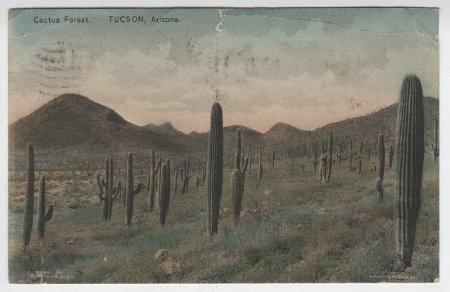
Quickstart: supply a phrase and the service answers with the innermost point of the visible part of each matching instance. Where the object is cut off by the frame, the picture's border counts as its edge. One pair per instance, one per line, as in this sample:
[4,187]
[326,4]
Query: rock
[170,267]
[161,255]
[74,205]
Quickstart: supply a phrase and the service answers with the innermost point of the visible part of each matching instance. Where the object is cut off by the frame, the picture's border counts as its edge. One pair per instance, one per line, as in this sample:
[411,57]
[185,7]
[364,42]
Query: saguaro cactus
[152,182]
[260,168]
[410,153]
[215,168]
[436,140]
[130,191]
[165,192]
[391,155]
[330,156]
[238,179]
[42,216]
[186,177]
[380,169]
[29,197]
[107,191]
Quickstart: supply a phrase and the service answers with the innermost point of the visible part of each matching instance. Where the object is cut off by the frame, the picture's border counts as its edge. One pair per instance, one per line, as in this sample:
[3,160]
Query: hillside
[164,129]
[74,122]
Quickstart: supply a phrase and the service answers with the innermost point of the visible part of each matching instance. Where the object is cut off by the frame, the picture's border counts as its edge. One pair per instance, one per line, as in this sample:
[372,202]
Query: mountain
[74,122]
[384,119]
[282,131]
[164,129]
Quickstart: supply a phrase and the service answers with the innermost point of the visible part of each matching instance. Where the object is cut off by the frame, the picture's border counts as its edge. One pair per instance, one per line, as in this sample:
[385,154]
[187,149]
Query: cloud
[323,70]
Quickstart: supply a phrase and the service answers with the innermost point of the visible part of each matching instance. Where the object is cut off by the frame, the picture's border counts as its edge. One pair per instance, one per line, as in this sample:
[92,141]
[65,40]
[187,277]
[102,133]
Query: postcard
[223,145]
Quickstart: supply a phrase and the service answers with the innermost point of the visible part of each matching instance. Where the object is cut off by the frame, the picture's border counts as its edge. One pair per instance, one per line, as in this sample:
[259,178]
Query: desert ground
[293,228]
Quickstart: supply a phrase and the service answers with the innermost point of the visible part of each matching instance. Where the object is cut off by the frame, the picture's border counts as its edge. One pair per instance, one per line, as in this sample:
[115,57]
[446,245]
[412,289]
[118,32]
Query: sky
[305,66]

────

Written problem: Gather every line in the entries above that contains the string "Query", with uppercase and lowercase letters treated as different.

Reply to the task:
Query: rock
Query: saguaro cactus
Query: hillside
Query: mountain
Query: cloud
Query: postcard
Query: desert ground
Query: sky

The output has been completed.